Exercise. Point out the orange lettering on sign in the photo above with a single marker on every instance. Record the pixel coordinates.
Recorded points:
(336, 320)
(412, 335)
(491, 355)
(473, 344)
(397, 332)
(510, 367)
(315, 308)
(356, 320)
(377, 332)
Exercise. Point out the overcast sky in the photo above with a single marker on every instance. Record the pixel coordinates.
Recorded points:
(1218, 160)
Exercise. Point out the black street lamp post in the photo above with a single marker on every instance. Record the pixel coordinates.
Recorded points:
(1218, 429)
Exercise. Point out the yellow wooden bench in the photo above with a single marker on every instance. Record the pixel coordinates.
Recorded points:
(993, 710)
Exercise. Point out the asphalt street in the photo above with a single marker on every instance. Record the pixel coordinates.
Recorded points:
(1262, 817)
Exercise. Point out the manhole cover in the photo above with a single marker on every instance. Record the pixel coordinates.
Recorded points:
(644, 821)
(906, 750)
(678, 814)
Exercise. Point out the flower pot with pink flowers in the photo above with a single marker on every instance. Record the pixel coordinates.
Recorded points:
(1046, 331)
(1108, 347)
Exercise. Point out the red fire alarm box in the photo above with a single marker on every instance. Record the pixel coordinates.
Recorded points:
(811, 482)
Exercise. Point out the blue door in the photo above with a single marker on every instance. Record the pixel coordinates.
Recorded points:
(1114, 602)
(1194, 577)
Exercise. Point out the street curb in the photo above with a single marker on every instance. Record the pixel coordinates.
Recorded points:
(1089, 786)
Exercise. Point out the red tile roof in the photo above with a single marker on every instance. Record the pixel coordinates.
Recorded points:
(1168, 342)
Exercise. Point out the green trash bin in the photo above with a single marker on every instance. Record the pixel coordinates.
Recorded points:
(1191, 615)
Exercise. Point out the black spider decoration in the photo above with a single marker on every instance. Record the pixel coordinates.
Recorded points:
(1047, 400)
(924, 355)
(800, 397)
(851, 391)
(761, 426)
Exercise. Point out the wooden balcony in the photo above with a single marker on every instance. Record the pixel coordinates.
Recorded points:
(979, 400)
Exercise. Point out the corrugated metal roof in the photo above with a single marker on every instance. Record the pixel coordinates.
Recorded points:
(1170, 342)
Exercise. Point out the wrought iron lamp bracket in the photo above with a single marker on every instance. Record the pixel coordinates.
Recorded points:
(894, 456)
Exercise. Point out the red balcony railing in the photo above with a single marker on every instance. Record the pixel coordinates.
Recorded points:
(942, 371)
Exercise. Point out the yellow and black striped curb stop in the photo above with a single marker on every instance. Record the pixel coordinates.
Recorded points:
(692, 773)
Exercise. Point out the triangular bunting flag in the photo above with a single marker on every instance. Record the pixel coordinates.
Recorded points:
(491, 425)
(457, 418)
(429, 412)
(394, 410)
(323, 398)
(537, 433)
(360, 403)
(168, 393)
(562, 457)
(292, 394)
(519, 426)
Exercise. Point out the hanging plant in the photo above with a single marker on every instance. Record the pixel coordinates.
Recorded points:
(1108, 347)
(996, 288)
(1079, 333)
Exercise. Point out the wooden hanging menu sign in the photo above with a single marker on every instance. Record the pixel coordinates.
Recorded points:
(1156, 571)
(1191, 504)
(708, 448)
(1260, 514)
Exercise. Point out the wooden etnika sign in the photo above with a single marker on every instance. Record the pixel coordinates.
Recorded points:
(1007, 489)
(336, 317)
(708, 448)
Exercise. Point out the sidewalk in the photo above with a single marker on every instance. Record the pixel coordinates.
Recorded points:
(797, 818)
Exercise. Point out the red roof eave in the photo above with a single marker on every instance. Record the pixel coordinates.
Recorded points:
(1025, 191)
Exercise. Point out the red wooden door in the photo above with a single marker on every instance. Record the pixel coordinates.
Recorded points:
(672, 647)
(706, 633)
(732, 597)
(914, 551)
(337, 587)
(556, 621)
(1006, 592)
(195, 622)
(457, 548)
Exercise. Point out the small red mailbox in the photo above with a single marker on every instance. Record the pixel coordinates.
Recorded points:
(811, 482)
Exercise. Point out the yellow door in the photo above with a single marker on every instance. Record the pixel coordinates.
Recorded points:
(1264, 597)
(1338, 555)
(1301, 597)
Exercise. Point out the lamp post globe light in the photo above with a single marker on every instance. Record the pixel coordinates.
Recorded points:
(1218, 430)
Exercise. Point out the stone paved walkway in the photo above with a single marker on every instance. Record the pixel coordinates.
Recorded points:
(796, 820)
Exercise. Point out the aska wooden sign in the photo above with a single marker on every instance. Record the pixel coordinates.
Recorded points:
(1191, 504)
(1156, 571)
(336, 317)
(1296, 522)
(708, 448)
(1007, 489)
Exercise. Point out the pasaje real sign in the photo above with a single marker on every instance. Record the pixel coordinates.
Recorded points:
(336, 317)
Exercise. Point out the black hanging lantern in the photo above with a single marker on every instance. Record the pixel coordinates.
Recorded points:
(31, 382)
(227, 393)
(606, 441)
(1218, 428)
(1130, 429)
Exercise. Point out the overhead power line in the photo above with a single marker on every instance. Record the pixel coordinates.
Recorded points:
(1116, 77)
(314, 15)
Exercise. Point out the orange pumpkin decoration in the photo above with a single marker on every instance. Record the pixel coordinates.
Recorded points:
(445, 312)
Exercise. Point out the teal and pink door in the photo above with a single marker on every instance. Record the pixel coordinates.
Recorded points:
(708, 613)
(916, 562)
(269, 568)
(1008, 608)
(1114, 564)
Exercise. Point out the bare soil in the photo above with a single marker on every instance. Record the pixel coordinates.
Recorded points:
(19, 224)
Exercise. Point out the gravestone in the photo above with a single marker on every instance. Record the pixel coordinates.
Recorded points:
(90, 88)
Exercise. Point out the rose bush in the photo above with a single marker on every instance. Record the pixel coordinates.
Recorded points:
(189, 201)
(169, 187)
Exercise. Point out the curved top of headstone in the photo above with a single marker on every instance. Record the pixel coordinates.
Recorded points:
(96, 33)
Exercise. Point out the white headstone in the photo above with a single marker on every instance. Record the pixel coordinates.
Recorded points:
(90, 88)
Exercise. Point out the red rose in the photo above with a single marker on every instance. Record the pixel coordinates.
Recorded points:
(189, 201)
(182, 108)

════════════════════

PROMPT: Please give the number of lines in the listing that hold "decoration", and no other text.

RESULT BELOW: 2